━━━ SOURCE EXTRACT
When the day does come to replace your Jeep JK Wrangler’s ball joints, you could swap them out for another set of OEM ball joints, go with cheap knockoffs, or do a proper upgrade. Our subject was a 2012 Jeep JK Unlimited set up with Dynatrac ProRock 44 axles, RCV shafts, Reid Racing knuckles, and 37-inch tires. The rig had already received a set of Dynatrac HD Ball Joints, and after about 30,000 miles of use that included a good deal of fairly severe off-road activity, we decided it was time for a rebuild. Yes, you heard that right. Instead of replacing the ball joints again, we rebuilt them with a Dynatrac HD Ball Joint rebuild kit.

The Dynatrac HD Rebuildable Ball Joint kit features a heat-treated, high-strength billet steel body with a chromoly stem; heat-treated, precision-ground stainless steel (mil-spec) ball; proprietary seals to prevent contamination from fluids and dirt; a greaseable fitting; Teflon-coated wear points for a long duty cycle; and it’s made right here in the USA.

This cutaway example of the Dynatrac HD Rebuildable Ball Joint reveals its key features, which include a chromoly stem; heat-treated, precision-ground stainless steel ball; heat-treated, high-strength billet body; and grease fitting for serviceability.

If you throw in the time to drain the front axle of fluid, remove the wheels, get the brake calipers out of the way and hang them from the frame, take off the rotors and backing plates, remove the knuckles, and pull the axle shafts (all of which you need to accomplish so you can effectively get to the ball joints and rebuild them), it took us about six hours. So if you have all the right tools and equipment, you can rebuild or install a pair of Dynatrac HD Rebuildable Ball Joints in your garage in what will be a long day. However, the benefits will be grand.

It makes no sense to show you all of the 40-or-so steps of the rebuild. You will get all of that in the instructions that come with the rebuild kit, or you can preview the full instructions on the Dynatrac website. Be sure to read the instructions carefully before you begin your installation of new Dynatrac HD Rebuildable Ball Joints or before rebuilding your Dynatrac ball joints. The steps shown here go through some of the benefits and features of the Dynatrac HD Rebuildable Ball Joints, as well as some details about and highlights of our rebuild using the Dynatrac HD Ball Joint rebuild kit.

We removed the wheels and tires, brakes, knuckles, and the driveshafts in order to have access to the Dynatrac HD Rebuildable Ball Joints for the rebuild.
This JK had seen about 30,000 miles since the installation of the Dynatrac HD Rebuildable Ball Joints and had gathered a thick coating of road grime and grit on its undercarriage. In order to see what we were working on, a serious shower of brake cleaner was applied, and then with some elbow grease and shop rags, the ball joints were cleaned up prior to disassembly for the rebuild.
━━━━━━
▶ **BRIEF 1**
Extract the source data records verbatim, every line from the first "---" through the final set of coordinates.
The source data records have no connection to the Jeep ball joint article.
━━━ MATERIAL PROVIDED
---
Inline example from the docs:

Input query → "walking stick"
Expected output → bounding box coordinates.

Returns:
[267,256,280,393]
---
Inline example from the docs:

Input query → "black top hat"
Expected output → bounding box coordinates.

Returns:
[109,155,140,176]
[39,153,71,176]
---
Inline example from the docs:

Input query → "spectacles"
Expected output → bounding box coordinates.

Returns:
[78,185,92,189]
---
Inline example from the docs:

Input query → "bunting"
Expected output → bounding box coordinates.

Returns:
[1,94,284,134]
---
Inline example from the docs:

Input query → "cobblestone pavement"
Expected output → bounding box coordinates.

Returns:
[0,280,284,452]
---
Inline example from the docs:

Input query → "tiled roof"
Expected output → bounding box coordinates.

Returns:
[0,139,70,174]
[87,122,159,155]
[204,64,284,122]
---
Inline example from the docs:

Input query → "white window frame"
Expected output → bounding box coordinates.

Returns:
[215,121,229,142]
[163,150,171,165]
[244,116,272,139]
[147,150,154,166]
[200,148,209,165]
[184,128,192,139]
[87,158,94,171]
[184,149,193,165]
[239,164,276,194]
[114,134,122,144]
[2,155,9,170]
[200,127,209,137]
━━━━━━
▶ **BRIEF 2**
Answer these from the Jeep ball joint article:
(a) What size tires was the 2012 Jeep JK Unlimited running?
(b) Roughly how long did the full ball joint rebuild job take?
(c) What was sprayed on the grimy ball joints to clean them before disassembly?

▶ **TASK ANSWER 1**
---
Inline example from the docs:

Input query → "walking stick"
Expected output → bounding box coordinates.

Returns:
[267,256,280,393]
---
Inline example from the docs:

Input query → "black top hat"
Expected output → bounding box coordinates.

Returns:
[109,155,140,176]
[39,153,71,176]
---
Inline example from the docs:

Input query → "spectacles"
Expected output → bounding box coordinates.

Returns:
[78,185,92,189]
---
Inline example from the docs:

Input query → "bunting"
Expected output → bounding box coordinates.

Returns:
[1,94,284,134]
---
Inline example from the docs:

Input query → "cobblestone pavement"
Expected output → bounding box coordinates.

Returns:
[0,280,284,452]
---
Inline example from the docs:

Input query → "tiled roof"
Expected output → bounding box coordinates.

Returns:
[0,139,70,174]
[87,122,159,155]
[204,64,284,122]
---
Inline example from the docs:

Input query → "white window frame"
Expected output → bounding box coordinates.

Returns:
[215,121,229,142]
[163,150,171,165]
[244,116,272,139]
[147,150,154,166]
[200,148,209,165]
[184,128,192,139]
[87,158,94,171]
[184,149,193,165]
[239,164,276,194]
[114,134,122,144]
[2,155,9,170]
[200,127,209,137]

▶ **TASK ANSWER 2**
(a) 37-inch tires.
(b) About six hours.
(c) Brake cleaner.